• **WRITTEN EXERCISE**
Quote the records below verbatim, line for line, and omit the pictures from your reproduction.

--- Start of SUPPLIED MATERIAL ---

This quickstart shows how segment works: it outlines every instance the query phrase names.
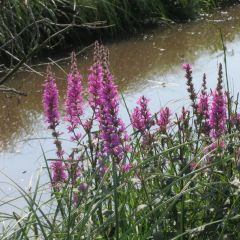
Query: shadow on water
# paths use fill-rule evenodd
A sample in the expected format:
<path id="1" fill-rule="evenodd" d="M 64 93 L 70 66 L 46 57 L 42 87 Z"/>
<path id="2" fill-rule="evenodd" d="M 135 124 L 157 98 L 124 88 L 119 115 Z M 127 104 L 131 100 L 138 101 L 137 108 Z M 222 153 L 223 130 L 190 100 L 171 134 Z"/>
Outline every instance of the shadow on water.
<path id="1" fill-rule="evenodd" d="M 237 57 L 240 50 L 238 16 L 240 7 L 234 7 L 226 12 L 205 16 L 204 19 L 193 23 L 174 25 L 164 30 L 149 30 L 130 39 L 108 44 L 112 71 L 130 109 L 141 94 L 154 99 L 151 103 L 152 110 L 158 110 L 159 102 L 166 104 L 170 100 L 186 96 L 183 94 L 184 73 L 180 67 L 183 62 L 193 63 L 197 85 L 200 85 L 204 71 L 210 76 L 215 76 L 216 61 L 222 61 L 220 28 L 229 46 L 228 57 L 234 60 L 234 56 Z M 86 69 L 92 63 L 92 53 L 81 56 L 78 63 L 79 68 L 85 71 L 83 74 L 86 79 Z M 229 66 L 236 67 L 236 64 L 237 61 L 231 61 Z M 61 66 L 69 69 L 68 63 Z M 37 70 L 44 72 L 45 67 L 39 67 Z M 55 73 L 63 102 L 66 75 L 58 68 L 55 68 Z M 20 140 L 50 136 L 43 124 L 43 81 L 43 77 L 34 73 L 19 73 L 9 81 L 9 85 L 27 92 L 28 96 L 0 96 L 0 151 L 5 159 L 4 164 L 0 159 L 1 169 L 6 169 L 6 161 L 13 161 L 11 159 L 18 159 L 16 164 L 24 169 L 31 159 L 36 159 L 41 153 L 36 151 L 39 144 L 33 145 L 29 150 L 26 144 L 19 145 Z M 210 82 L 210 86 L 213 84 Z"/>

--- End of SUPPLIED MATERIAL ---

• **EXERCISE RESPONSE**
This quickstart shows how segment works: it outlines every instance the query phrase names.
Query: shadow on water
# paths use fill-rule evenodd
A sample in the expected format:
<path id="1" fill-rule="evenodd" d="M 64 93 L 70 66 L 46 57 L 42 87 Z"/>
<path id="2" fill-rule="evenodd" d="M 135 124 L 157 98 L 124 88 L 119 115 Z M 127 104 L 131 100 L 138 101 L 137 108 Z M 222 153 L 223 130 L 190 100 L 171 134 Z"/>
Outline every instance of the shadow on water.
<path id="1" fill-rule="evenodd" d="M 237 57 L 240 50 L 238 16 L 240 7 L 234 7 L 226 12 L 205 16 L 204 19 L 193 23 L 174 25 L 164 30 L 149 30 L 130 39 L 108 44 L 112 71 L 130 109 L 141 94 L 154 99 L 151 103 L 152 110 L 158 110 L 159 102 L 166 104 L 170 100 L 186 96 L 183 94 L 184 73 L 180 67 L 183 62 L 193 63 L 197 85 L 200 85 L 204 71 L 210 76 L 215 76 L 216 61 L 222 61 L 220 28 L 229 46 L 228 57 L 234 60 L 234 56 Z M 86 69 L 92 63 L 92 53 L 81 56 L 78 63 L 79 68 L 85 71 L 83 74 L 86 79 Z M 229 66 L 236 67 L 236 64 L 237 61 L 231 61 Z M 61 66 L 69 69 L 68 63 Z M 37 70 L 44 72 L 45 67 L 39 67 Z M 55 73 L 63 102 L 66 75 L 58 68 L 55 68 Z M 20 140 L 50 136 L 43 124 L 43 81 L 43 77 L 34 73 L 19 73 L 9 81 L 9 85 L 27 92 L 28 96 L 0 96 L 0 151 L 5 159 L 4 164 L 0 159 L 1 169 L 6 169 L 6 161 L 13 161 L 11 159 L 18 159 L 16 164 L 24 169 L 31 159 L 36 159 L 41 153 L 36 151 L 39 144 L 33 145 L 29 150 L 26 144 L 19 145 Z M 210 82 L 210 86 L 213 84 Z"/>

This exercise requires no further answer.